Text shown

::::

Former New York Governor Andrew Cuomo to Avoid Charges Over Nursing Home Death Count

Courtesy: ABC News

An investigation into the criminal culpability of Andrew Cuomo’s handling of nursing homes death reporting in the early days of the coronavirus pandemic will see the former governor avoid charges, according to his attorney.

Cuomo is represented by Elkan Abramowitz, a criminal defense attorney, as the investigation began while Cuomo was still in office.

“I was contacted today by the head of the Elder Care Unit from the Manhattan District Attorney’s Office who informed me they have closed its investigation involving the Executive Chamber and nursing homes,” a statement made by Abramowitz reads. “I was told that after a thorough investigation – as we have said all along – there was no evidence to suggest that any laws were broken.”

The investigation began in early 2021 after the New York state Attorney General released a report that claimed the administration had undercounted nursing home deaths by an estimated 50%.

Questions were raised from the onset, however, over Cuomo’s use of nursing homes at the height of the pandemic. At the beginning of the pandemic, New York hospitals became overrun with Covid patients. Under pressure from New York’s powerful hospital lobby, Cuomo looked for ways to ease the burden that hospitals faced.

His administration landed on a risky and politically-polarizing decision to transfer patients to nursing homes. On March 25, 2020, he issued a directive that nursing homes could not deny patients based upon their Covid status.

Days later, Cuomo would add a provision making it difficult for patients to sue hospitals or nursing homes. Cuomo’s administration made the decision to send Covid-positive patients to nursing homes to alleviate the stress placed on hospitals, essentially, according to some, prioritizing hospitals over nursing homes at the height of a crisis.

There was reportedly reason to believe that the policy would fail as, at the earliest stages of the pandemic, it quickly became clear that the elderly were at increased risk of serious illness and death from COVID-19.

The policy was eventually reversed in May 2020, but by that time the damage was already done.

Cuomo’s decision to allow hospitals to send Covid patients to nursing homes may have been a mistake, but what he and his administration did in the aftermath was, according to prosecutors, far worse.

The administration steadfastly stonewalled inquiries into nursing home death data following the policy, with the data that they did release being either altered or suggested to be intentionally misleading.

When initially reporting nursing home deaths from Covid, the state of New York only included deaths that physically occurred in a nursing home, not instances of individuals who had gotten Covid in a nursing home and later died in a hospital.

The administration also under-reported the number of patients sent from hospitals to nursing homes by 40%, according to an Associated Press report. A later report would emerge based on video footage of one of Cuomo’s aides claiming to have hidden data on nursing home deaths.

::::

[Saved data entries]
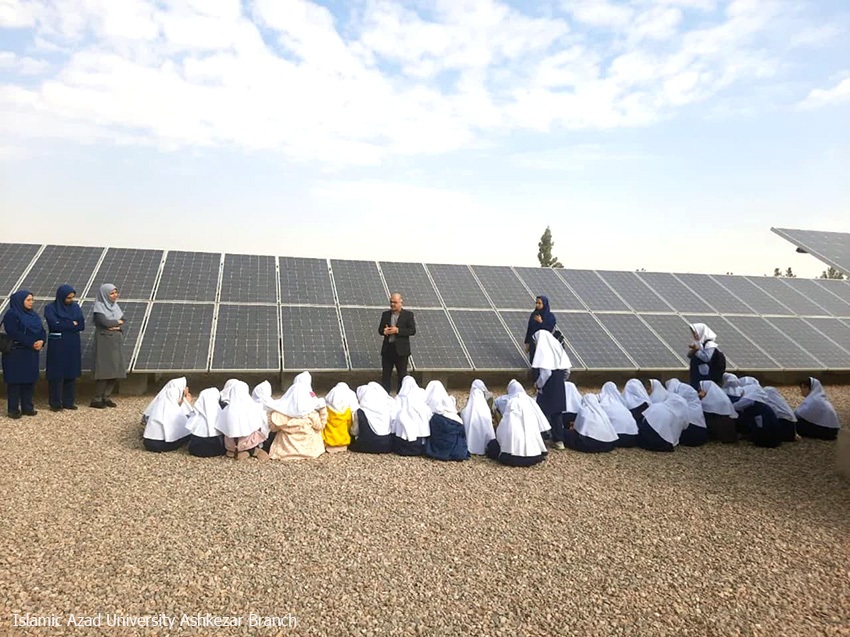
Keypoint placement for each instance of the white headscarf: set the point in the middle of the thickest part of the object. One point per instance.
(573, 403)
(477, 420)
(299, 400)
(243, 415)
(658, 393)
(376, 405)
(817, 409)
(340, 398)
(634, 394)
(716, 401)
(695, 413)
(593, 422)
(412, 414)
(166, 415)
(202, 422)
(621, 418)
(519, 431)
(439, 401)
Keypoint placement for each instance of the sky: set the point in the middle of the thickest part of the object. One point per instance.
(669, 135)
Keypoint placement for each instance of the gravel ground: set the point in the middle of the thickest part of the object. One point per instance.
(718, 540)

::::

Task 1
According to the article about Andrew Cuomo and nursing home deaths, by what estimated percentage did the New York state Attorney General's report say the administration had undercounted nursing home deaths?
Task 2
From the article about Andrew Cuomo and nursing home deaths, write out the passage that begins at the words "The administration also" and stops after the words "nursing home deaths.".

Exercise result 1
By an estimated 50%.

Exercise result 2
The administration also under-reported the number of patients sent from hospitals to nursing homes by 40%, according to an Associated Press report. A later report would emerge based on video footage of one of Cuomo’s aides claiming to have hidden data on nursing home deaths.